--- RECORDS FOR PROCESSING ---
:::

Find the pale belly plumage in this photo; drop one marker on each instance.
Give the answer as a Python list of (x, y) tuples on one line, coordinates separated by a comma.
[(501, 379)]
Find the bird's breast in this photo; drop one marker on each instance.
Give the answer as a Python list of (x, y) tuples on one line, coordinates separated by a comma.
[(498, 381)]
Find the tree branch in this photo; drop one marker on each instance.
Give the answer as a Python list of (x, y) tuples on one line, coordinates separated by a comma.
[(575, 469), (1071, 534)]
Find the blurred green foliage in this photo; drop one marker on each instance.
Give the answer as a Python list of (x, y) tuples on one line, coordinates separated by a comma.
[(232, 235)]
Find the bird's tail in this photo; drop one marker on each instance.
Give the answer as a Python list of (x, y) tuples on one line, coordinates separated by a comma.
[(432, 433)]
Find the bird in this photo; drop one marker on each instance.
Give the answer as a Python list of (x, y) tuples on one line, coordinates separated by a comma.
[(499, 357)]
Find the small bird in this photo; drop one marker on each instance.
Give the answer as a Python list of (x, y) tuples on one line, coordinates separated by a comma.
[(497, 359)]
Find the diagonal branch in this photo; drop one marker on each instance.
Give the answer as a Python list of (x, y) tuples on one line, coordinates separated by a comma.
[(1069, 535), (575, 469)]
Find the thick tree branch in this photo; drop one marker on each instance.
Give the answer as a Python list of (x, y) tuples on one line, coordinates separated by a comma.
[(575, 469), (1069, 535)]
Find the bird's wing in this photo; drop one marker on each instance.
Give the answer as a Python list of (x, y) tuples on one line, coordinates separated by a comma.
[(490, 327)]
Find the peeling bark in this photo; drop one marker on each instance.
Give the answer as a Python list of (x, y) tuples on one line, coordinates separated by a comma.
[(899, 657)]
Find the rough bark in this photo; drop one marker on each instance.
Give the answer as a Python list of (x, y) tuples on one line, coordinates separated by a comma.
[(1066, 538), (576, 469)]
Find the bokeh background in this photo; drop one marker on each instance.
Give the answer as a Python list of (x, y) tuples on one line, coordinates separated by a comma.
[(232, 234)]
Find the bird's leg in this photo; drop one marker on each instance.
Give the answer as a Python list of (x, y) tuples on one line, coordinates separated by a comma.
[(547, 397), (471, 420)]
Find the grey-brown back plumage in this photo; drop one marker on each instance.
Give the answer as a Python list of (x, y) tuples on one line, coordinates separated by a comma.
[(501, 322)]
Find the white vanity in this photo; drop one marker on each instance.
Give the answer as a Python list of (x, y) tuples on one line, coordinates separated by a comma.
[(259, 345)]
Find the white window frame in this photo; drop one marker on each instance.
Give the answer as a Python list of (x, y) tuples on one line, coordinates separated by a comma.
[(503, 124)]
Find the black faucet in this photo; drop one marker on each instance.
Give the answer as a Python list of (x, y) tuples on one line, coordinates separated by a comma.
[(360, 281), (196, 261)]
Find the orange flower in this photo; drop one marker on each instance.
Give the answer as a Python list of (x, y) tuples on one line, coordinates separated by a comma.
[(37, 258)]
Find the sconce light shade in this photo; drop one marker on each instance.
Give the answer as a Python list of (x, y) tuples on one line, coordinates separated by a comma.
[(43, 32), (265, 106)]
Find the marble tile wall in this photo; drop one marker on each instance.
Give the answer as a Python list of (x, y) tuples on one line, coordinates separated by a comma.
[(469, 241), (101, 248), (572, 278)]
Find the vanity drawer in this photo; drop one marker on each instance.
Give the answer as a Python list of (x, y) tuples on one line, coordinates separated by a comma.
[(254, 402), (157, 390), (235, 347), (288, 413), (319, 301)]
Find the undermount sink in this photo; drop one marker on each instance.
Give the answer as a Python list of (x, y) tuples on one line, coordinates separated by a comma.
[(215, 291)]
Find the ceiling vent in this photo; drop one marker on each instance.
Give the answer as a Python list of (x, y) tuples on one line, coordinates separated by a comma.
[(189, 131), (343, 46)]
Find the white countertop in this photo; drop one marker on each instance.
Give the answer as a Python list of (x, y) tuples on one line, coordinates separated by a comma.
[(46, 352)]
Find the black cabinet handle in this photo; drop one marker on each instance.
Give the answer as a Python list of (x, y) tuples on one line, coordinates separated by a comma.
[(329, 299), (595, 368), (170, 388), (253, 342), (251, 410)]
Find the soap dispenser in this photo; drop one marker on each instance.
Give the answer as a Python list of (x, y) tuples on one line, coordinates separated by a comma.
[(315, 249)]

:::

--- INSTRUCTIONS FOR THE TASK ---
Give back the full listing exactly as it stands above.

--- EXERCISE ANSWER ---
Find the pale belly plumage in this photo; drop one marker on each instance.
Give the answer as a Python list of (x, y) tuples on one line, coordinates separated by a comma.
[(501, 379)]
Find the bird's breast in this photo; drop one marker on each instance.
Give the answer as a Python list of (x, y) tuples on one line, coordinates separated by a comma.
[(498, 381)]
Find the tree branch in this photo; drop one marker on each instance.
Give the answer as a Python list of (x, y) tuples on one line, coordinates separated by a comma.
[(575, 469), (1071, 534)]
Find the blurred green foliage in this photo; drop one marker on each instance.
Give the answer as a Python list of (x, y) tuples on one line, coordinates separated by a comma.
[(232, 235)]
Find the bird's tail in this photo; drop one marker on each instance.
Give the answer as a Python list of (x, y) tuples on one line, coordinates separated by a comma.
[(432, 433)]
Find the bird in this photo; drop one marker on each instance.
Give the answer as a Python list of (x, y) tuples on one line, coordinates separated by a comma.
[(499, 357)]
Find the small bird in this photo; drop one marker on each instance.
Give the answer as a Python list of (x, y) tuples on one line, coordinates separated by a comma.
[(497, 359)]
Find the diagonal branch in this photo; drop one marker on each instance.
Give the answer as a Python list of (x, y) tuples on one line, coordinates separated by a comma.
[(1069, 535), (575, 469)]
Find the thick tree branch in this photo; drop one marker on each instance.
Give the answer as a Python list of (x, y) tuples on one line, coordinates separated by a comma.
[(575, 469), (1069, 535)]
Find the bird's wing in this photo; drop one marker on each instance.
Give the answer as a Python list of (x, y) tuples on one line, coordinates separated by a comma.
[(490, 327)]
Find the peeling bark in this photo; drop one marker on each instance.
Give the answer as a Python list of (x, y) tuples on one line, coordinates separated by a comma.
[(899, 657)]
Find the rough bark in this photo; drop one marker on each instance.
Give the answer as a Python list of (x, y) tuples on one line, coordinates separated by a comma.
[(1066, 538), (576, 469)]
Find the bokeh background in this photo; drop one marker on each instance.
Give the answer as a Python list of (x, y) tuples on one line, coordinates separated by a comma.
[(232, 234)]
Find the bird's leg in this photo; drop one marker on each instance.
Give the answer as a Python list of (x, y) tuples on one line, coordinates separated by a comma.
[(547, 397), (471, 420)]
Find the grey-brown back plumage in this photo; drop one marker on each instance.
Give the answer as a Python list of (x, y) tuples on one line, coordinates separated by a comma.
[(501, 322)]
Find the white vanity in this photo; drop one marker on each instance.
Give the answer as a Python list of (x, y) tuples on one line, coordinates separated by a comma.
[(259, 345)]
Find the white window frame in this photo; drop one marker on each instance.
Give the answer as a Python list of (x, y) tuples on one line, coordinates separated by a comma.
[(503, 124)]
Find the black faucet in this photo; drop one marker on each instance.
Give the answer as a Python list of (x, y) tuples on one line, coordinates separated by a comma.
[(360, 281), (196, 261)]
Find the orange flower in this photo; drop one marker on each instance.
Give the answer as a Python list of (x, y) tuples on one line, coordinates separated by a comma.
[(37, 258)]
Find the sconce light shade in this photo; drop one marker on each instance.
Give the answer as a Python list of (x, y) tuples on one line, coordinates separated by a comma.
[(43, 32), (265, 106)]
Find the marble tile wall in this photo; drop one marker on each instance.
Give the answer as a Python list of (x, y) tuples on one line, coordinates separated by a comma.
[(469, 241), (101, 248), (572, 278)]
Find the vanity drawer in this photo; drop one marker on each instance.
Give the answer as a Python list of (x, y) tuples on one line, coordinates separated by a comma.
[(254, 402), (157, 390), (235, 347), (288, 413), (319, 301)]
Find the undermount sink in this photo; drop one marker on each instance.
Give the answer as a Python list of (x, y) tuples on one line, coordinates separated by a comma.
[(215, 291)]
Find the ceiling vent in this photo; drop one marker on each instance.
Give the answer as a Python list of (x, y) tuples on one line, coordinates separated by a comma.
[(189, 131), (343, 46)]
Find the white countertop in this photo; drop one marker on each instance.
Give the answer as a Python list of (x, y) tuples on one line, coordinates separated by a comma.
[(46, 352)]
Find the black cabinet handle in this photo; drop one marker on each instance.
Give the answer as a Python list of (x, y) tuples on one line, coordinates separated by a comma.
[(329, 299), (595, 368), (170, 388), (253, 342), (251, 410)]
Find the soap dispenser in this photo; drop one marker on each instance.
Give the answer as a Python list of (x, y) tuples on one line, coordinates separated by a comma.
[(315, 249)]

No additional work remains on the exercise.